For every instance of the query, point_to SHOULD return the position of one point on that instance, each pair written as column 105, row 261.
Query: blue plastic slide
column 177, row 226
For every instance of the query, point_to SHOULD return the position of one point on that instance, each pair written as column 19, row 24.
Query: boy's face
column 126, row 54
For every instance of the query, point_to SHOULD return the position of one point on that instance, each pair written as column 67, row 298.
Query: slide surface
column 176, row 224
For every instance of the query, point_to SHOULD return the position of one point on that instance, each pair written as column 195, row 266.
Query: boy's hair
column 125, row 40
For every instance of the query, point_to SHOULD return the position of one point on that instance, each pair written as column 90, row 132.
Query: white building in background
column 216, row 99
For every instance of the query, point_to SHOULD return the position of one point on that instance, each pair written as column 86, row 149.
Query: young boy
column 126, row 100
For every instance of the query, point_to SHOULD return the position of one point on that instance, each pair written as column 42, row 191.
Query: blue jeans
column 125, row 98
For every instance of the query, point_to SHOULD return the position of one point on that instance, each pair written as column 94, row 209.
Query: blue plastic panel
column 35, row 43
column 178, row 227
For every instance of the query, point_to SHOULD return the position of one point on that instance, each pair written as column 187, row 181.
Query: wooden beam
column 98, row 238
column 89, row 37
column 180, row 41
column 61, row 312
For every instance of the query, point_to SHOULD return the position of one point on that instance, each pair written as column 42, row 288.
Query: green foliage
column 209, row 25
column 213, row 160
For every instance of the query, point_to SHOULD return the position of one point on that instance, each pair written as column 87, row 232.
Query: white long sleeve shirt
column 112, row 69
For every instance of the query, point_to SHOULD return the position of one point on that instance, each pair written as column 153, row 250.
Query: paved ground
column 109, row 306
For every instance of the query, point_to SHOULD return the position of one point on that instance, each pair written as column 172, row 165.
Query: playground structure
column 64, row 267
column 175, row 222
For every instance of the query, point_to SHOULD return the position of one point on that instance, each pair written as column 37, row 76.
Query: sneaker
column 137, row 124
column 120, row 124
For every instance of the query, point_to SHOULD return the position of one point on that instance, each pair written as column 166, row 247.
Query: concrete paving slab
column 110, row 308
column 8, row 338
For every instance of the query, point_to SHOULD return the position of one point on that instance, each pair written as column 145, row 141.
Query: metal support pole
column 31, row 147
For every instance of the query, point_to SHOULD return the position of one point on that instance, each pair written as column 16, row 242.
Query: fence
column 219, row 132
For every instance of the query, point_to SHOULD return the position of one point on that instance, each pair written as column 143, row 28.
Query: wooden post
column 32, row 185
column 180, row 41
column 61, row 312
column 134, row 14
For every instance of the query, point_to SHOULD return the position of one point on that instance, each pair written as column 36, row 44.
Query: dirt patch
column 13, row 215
----
▶ THE REQUEST
Please give back the records from the line with "37, row 76." up to and including the line with "column 31, row 147", swapping "SHOULD" for "MUST" and changing nothing else. Return only those lines.

▶ THE RESULT
For every instance of the query, point_to MUST return the position of one point on that instance, each pair written as column 37, row 76.
Query: sneaker
column 137, row 124
column 120, row 124
For every instance of the query, point_to MUST return the position of one point on that instance, each pair written as column 166, row 247.
Query: concrete paving slab
column 110, row 308
column 8, row 338
For every instance of the query, point_to MUST return the position of one point on that instance, each pair written as column 145, row 141.
Query: metal support pole
column 31, row 147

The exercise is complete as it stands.